Exercise data ▸
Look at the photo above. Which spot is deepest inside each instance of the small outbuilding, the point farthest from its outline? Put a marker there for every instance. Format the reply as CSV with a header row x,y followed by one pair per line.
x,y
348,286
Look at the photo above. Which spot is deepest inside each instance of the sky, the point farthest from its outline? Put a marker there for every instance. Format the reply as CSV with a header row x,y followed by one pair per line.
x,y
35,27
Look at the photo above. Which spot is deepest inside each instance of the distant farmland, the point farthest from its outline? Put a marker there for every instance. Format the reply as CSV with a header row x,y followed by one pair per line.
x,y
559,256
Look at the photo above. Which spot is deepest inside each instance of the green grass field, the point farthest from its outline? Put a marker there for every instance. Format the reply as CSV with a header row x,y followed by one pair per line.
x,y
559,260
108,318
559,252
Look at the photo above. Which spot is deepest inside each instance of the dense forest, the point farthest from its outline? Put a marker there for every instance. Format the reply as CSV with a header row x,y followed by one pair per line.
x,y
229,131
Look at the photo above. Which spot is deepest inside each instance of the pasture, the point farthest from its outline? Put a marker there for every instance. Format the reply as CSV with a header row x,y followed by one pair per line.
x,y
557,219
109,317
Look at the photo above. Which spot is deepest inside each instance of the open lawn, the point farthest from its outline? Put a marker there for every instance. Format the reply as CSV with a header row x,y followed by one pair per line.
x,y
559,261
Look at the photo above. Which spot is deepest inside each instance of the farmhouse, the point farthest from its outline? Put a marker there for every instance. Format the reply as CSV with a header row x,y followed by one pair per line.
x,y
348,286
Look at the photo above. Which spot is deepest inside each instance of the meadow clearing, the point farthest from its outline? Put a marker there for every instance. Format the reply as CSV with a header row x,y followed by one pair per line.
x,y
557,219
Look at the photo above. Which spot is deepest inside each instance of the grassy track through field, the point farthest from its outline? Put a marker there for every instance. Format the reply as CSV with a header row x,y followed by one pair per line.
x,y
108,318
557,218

Do this ▸ Please recast every line of the items above as a JSON list of strings, one string per line, leaving out blank lines.

Task output ▸
[
  "Look at the photo above. Which spot is deepest inside each instance of the small outbuilding, the point farthest from its outline? Put a marker there for every instance. Format the reply as CSV with a header row x,y followed by one pair per line.",
  "x,y",
  "348,286",
  "Look at the photo above. Which spot is deepest inside each instance of the sky, the point farthest from its outline? Put a marker there for every instance. Format the reply as CSV with a header row x,y followed by one pair per line.",
  "x,y",
  "35,27",
  "Look at the photo above. Which spot is deepest inside each instance of the distant farmland, the point farthest from its outline? Put a marker there for every instance. Format the reply as CSV with a header row x,y followed by one pair per line.",
  "x,y",
  "559,256",
  "Look at the photo above. Which spot is deepest inside each instance of the green grass field, the point farthest from its outline? Put a marker there for every instance. Format the reply as CSV with a header row x,y followed by one pair per line.",
  "x,y",
  "559,260",
  "108,318",
  "559,252",
  "Look at the photo above. Which spot is deepest inside each instance of the dense forest, the point farthest from its outline? Put a marker there for every instance. Format the reply as CSV with a header row x,y followed by one pair per line.",
  "x,y",
  "229,131",
  "Look at the photo above. Which spot is deepest inside each instance of the pasture, the point farthest from its outline? Put a marker there for every instance. Format the reply as CSV with a header row x,y followed by one pair per line.",
  "x,y",
  "557,219",
  "109,317",
  "Look at the photo above. Which spot is deepest inside each instance of the open lawn, the point farthest from its outline? Put a marker there for every instance. Format the reply as CSV with a header row x,y followed by one pair per line.",
  "x,y",
  "559,261",
  "Look at the photo above. Which spot is deepest inside each instance of the farmhouse, the point farthest from its outline? Put a marker there for every instance. Format the reply as CSV with a header row x,y followed by one pair per line.",
  "x,y",
  "348,286",
  "Look at the photo above. Which spot is deepest inside each instance of the meadow clearing, the point farthest from its outline? Put a marker there for every instance. Format the reply as CSV with a header row x,y followed by one pair per line.",
  "x,y",
  "557,219",
  "Look at the photo above. Which spot is deepest inside each instance of the grassy track through field, the point farthest from its outline? Put a marker there for every instance. Format the reply as CSV with a header row x,y followed by one pair per line.",
  "x,y",
  "108,318",
  "557,218"
]